_Provided text_.
Reliability of dose estimates

Prenatal thyroid doses due to ¹³¹I intake by mother

The scaling factor, which is defined as the ratio of the ‘measured’ ¹³¹I activity in the thyroid to the ‘ecological’ ¹³¹I activity at the time of measurement (see eqn. (3)), integrates all steps of the thyroid dose estimation: results of direct thyroid measurement, modeling, and personal interview data. The scaling factor is an indicator of the agreement between the dose estimated using the model and that derived from the direct thyroid measurement. Fig. 3 shows distribution of scaling factors that were derived from direct thyroid measurements done in 286 mothers of the cohort members. For 154 women (53.8%) the scaling factors’ values are distributed within factor of 3 around 1.0. The agreement between the ecological and instrumental doses was found to be better in this study than that in the BelAm cohort: the arithmetic mean of the scaling factor was found to be 3.1±11 (median=0.64) vs. 2.9±71 (median=0.35) for in utero and BelAm cohorts, respectively. The possible reason for this can be the following: in this study the mothers were asked about their own dietary consumption patterns after the accident, which was the basis of prenatal doses. Memory recall can be more accurate if a woman was asked about unique events in her life, like pregnancy (Bunin et al. 2001). On the other hand, in the BelAm study, dietary information for about half of the subjects was obtained from their mothers while for the other half, questionnaire data were collected during interviews of the subject themselves, who were children and adolescents ATA.

(Stored dataset lines)

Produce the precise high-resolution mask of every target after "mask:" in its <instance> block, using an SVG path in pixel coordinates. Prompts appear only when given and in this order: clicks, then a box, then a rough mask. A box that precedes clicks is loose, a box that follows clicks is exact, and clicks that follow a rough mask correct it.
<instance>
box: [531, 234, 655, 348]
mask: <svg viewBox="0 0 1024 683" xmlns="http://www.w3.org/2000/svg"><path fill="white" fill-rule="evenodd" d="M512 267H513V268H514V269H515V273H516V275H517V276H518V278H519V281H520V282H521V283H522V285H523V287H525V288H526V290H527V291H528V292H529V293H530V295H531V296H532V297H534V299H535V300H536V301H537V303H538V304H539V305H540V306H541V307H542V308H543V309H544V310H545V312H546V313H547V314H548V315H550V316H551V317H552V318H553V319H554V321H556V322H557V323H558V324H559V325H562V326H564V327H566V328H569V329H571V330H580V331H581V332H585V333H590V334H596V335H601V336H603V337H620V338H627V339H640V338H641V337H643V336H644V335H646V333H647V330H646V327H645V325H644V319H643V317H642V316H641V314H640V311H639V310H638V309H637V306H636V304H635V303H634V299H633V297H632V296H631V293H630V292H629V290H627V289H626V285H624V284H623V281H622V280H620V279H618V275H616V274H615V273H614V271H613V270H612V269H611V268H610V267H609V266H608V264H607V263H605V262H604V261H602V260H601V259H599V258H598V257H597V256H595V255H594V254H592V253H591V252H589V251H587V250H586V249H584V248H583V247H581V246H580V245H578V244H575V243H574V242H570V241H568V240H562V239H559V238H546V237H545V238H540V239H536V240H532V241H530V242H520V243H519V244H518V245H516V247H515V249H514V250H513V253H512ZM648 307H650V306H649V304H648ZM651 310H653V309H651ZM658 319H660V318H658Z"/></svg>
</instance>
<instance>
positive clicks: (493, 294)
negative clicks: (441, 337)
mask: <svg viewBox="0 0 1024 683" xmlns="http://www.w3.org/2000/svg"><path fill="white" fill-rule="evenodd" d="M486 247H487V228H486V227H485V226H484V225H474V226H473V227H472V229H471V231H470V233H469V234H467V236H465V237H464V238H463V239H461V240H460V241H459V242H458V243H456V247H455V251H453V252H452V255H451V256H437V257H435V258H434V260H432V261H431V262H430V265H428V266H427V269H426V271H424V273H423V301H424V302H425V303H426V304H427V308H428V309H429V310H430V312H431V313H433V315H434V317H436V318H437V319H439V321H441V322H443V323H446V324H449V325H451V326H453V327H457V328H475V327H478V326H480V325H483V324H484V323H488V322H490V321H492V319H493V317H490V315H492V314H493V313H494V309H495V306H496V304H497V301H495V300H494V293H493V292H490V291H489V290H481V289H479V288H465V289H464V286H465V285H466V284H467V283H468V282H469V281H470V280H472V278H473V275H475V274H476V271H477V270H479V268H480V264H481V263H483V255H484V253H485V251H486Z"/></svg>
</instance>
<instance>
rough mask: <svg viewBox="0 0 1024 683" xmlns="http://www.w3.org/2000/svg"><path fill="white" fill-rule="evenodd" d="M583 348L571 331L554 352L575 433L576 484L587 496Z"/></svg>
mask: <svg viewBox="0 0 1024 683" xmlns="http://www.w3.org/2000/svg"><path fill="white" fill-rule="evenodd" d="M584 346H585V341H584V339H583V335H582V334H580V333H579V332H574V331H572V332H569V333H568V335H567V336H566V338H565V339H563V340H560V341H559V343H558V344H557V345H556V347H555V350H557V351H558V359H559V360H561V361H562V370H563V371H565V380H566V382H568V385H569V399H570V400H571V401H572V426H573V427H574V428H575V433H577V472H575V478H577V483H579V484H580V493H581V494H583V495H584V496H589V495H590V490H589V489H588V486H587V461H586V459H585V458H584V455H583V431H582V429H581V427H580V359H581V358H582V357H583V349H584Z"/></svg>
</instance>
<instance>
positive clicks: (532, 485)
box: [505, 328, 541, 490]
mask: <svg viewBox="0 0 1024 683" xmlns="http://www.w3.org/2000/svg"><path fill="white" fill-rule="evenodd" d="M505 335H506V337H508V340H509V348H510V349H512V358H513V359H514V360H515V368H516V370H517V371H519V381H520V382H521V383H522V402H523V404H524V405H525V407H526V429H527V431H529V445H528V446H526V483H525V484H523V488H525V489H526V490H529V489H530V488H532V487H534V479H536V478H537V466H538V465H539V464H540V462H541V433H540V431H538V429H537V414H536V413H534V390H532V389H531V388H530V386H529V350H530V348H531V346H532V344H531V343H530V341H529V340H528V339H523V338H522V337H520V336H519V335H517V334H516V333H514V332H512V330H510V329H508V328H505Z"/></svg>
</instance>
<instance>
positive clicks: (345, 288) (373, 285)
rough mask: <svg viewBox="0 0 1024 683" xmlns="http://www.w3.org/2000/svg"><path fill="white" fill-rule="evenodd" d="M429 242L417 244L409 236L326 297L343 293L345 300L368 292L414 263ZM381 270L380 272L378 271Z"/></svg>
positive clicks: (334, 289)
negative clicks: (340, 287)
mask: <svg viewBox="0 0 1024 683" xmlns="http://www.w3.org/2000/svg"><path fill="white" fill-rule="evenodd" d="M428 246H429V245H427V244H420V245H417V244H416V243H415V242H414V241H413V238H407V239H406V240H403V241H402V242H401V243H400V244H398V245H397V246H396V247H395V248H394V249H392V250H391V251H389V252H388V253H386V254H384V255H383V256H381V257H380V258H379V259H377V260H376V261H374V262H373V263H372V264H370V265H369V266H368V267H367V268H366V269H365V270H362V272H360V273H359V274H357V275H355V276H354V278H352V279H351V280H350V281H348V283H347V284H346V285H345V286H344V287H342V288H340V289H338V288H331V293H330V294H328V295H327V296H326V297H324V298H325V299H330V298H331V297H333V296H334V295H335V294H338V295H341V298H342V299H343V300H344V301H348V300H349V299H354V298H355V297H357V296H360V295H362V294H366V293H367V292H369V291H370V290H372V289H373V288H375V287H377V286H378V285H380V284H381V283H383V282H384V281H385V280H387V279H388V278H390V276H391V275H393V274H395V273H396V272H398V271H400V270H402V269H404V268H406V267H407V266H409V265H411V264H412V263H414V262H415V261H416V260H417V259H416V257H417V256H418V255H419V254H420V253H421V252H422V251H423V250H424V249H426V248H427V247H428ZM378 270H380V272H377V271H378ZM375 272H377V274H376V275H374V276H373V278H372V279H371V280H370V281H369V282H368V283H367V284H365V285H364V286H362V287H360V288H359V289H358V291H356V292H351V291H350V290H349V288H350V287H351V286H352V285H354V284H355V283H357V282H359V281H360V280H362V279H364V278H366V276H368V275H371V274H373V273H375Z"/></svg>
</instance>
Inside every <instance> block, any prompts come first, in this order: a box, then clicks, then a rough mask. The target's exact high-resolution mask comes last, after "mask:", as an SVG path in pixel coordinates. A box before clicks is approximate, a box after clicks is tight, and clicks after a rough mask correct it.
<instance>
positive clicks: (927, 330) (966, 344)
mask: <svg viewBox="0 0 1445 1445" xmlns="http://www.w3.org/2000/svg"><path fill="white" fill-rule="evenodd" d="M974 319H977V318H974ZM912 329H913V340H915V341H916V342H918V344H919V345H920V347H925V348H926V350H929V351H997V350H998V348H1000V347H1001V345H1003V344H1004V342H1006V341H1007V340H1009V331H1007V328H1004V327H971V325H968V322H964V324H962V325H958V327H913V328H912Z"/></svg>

_Your goal_.
Could you write what comes next in the passage on prenatal thyroid dose estimates, picking up right after its final sentence? None of the lines are needed here.

_Reply_.
Fig. 3.

Distribution of individual scaling factor, $S{F}_{mother}^{indiv}$, for 286 mothers with direct thyroid measurements.

Postnatal thyroid doses due to ingestion of Cs isotopes by subjects

Fig. 4 compares postnatal thyroid doses due to ingestion of Cs isotopes calculated by the model with those derived from WBC measurements done in 387 study subjects. Two sets of doses agree for 85.8% individuals within factor of 3 (shown by dashed lines), coefficient of correlation is r=0.65. As with ¹³¹I doses, the scaling factor for dose estimates due to ingestion of Cs isotopes (see eqn. (7)) is an indicator of the agreement between the doses estimated using the model and those derived from the WBC measurement. Arithmetic mean of the scaling factors for 387 subjects with WBC measurements were found to be 1.2±1.0 (median=0.9).

Fig. 4.

Comparison of postnatal thyroid doses due to ingestion of Cs isotopes calculated by the model with those derived from whole-body counter measurements for 387 Belarusian in utero cohort members. Dashed lines show factor of 3 difference between two sets of doses.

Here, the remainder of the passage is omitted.